▸ **Written task**:
Write out every line of the rows below again, requests included, with each x and y coordinate in the answers multiplied by 2.05 and rounded to the nearest whole number, halves up. Leave the numbers in the requests and their format samples unchanged.

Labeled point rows

— Start —

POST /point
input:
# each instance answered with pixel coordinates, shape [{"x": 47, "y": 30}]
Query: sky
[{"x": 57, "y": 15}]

— End —

▸ **Reply**:
POST /point
input:
# each instance answered with pixel coordinates, shape [{"x": 47, "y": 30}]
Query: sky
[{"x": 117, "y": 31}]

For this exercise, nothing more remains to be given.